Source records
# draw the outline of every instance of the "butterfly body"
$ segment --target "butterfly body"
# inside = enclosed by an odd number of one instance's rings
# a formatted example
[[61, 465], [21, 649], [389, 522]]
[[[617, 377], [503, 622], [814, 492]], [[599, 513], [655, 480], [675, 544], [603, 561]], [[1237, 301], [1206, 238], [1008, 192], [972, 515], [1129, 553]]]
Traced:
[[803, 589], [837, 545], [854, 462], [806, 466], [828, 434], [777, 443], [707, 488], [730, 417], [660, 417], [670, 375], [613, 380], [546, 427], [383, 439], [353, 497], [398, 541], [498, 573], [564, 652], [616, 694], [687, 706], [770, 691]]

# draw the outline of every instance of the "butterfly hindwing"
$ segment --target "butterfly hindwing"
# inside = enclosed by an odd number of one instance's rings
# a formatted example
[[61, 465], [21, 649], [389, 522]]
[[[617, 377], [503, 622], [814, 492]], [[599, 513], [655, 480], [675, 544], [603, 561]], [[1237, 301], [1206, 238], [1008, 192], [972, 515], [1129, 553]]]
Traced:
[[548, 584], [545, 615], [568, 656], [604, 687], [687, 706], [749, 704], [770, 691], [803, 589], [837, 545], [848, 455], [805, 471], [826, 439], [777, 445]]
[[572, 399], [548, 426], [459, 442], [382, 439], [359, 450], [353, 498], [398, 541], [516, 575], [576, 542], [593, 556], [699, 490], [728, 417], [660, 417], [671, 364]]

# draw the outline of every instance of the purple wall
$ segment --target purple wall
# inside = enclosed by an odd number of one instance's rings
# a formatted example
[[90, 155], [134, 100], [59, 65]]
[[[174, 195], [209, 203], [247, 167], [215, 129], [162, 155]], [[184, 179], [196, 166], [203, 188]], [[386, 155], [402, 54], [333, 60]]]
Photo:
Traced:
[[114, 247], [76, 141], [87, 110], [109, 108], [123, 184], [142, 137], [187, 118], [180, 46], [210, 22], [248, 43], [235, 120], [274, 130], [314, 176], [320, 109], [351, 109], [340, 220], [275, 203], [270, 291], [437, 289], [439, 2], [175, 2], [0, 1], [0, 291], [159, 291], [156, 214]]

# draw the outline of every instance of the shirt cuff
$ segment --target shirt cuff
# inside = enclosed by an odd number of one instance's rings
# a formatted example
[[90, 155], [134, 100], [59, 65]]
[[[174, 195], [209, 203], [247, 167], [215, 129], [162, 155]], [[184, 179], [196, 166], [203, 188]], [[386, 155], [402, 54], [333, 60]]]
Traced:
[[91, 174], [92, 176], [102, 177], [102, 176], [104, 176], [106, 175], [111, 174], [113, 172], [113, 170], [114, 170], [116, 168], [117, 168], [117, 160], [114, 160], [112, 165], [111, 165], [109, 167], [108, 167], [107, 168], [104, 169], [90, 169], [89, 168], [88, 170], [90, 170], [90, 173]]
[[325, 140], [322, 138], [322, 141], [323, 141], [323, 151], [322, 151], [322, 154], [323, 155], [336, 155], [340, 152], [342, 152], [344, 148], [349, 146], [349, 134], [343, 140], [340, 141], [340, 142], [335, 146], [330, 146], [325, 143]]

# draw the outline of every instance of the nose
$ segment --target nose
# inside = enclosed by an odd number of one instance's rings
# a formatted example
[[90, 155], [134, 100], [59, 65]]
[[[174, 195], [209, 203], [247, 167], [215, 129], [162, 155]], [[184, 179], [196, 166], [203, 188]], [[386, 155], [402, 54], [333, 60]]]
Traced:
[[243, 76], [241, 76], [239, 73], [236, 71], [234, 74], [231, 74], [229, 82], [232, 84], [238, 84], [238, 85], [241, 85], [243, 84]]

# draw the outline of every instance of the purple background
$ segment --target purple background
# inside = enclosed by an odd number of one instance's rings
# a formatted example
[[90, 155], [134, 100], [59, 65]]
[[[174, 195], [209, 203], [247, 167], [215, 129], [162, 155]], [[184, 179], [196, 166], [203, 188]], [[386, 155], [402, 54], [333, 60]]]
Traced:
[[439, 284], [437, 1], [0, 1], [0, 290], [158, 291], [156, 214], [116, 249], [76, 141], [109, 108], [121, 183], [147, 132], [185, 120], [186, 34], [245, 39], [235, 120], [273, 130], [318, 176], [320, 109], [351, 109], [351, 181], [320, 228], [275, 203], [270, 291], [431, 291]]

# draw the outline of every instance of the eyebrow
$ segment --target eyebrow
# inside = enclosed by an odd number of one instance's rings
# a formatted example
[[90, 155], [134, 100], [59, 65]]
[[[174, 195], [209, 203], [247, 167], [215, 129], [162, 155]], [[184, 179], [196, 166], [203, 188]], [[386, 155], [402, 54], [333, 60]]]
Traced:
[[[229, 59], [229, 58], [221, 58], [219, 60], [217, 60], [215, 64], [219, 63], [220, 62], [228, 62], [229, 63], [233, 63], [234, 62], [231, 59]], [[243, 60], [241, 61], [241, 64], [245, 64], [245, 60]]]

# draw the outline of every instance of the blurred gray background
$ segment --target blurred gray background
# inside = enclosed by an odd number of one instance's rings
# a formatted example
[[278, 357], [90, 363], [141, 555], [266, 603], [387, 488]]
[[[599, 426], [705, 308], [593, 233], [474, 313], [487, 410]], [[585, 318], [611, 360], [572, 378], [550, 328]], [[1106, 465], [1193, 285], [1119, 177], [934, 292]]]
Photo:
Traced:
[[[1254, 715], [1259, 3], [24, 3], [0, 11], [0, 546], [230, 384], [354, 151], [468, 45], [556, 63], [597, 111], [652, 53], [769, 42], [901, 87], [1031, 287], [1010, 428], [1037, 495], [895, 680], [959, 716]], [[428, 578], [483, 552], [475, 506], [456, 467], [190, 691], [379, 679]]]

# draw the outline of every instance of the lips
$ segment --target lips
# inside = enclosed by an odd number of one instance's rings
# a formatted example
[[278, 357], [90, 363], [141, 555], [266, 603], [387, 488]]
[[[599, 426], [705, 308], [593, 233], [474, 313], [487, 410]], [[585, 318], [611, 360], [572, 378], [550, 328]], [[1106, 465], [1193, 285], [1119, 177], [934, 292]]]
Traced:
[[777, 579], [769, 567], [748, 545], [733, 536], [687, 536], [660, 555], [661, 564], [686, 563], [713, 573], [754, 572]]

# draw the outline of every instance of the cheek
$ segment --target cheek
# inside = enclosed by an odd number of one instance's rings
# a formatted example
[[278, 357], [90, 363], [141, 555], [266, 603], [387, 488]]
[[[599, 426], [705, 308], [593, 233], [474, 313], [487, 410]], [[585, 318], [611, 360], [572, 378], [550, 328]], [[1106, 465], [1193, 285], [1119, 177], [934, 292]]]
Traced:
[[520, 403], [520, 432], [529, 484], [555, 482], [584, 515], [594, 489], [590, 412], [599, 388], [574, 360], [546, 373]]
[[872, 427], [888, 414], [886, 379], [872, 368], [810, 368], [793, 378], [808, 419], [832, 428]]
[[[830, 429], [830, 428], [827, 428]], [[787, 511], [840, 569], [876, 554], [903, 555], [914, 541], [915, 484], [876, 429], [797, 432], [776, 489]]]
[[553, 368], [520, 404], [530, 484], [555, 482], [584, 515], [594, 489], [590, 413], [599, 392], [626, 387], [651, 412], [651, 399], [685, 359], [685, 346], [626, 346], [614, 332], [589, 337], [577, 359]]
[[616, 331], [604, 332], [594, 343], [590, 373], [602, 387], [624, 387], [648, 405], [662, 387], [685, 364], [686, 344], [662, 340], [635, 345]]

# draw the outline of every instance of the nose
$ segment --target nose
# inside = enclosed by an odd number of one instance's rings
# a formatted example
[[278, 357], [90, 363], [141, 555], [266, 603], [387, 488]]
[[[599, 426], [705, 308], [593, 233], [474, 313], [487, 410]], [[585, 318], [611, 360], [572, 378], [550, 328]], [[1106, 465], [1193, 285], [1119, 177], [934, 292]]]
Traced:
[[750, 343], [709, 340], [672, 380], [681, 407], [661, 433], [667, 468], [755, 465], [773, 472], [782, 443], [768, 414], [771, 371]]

**Your instructions:** Quote the lines from the start of the source records up to and including the line with "706], [770, 691]]".

**Solution for this task:**
# draw the outline of every instance of the "butterfly body"
$ segment --target "butterfly body"
# inside = enclosed by an odd number of one instance's rings
# a formatted example
[[61, 465], [21, 649], [389, 522]]
[[[617, 377], [503, 622], [814, 492]], [[599, 513], [655, 480], [675, 544], [603, 561]], [[1237, 301], [1206, 238], [1008, 192], [972, 515], [1129, 553]]]
Traced:
[[803, 589], [837, 545], [854, 462], [806, 466], [828, 434], [777, 443], [707, 488], [730, 417], [660, 417], [670, 375], [613, 380], [546, 427], [383, 439], [353, 497], [398, 541], [498, 573], [564, 652], [616, 694], [687, 706], [770, 691]]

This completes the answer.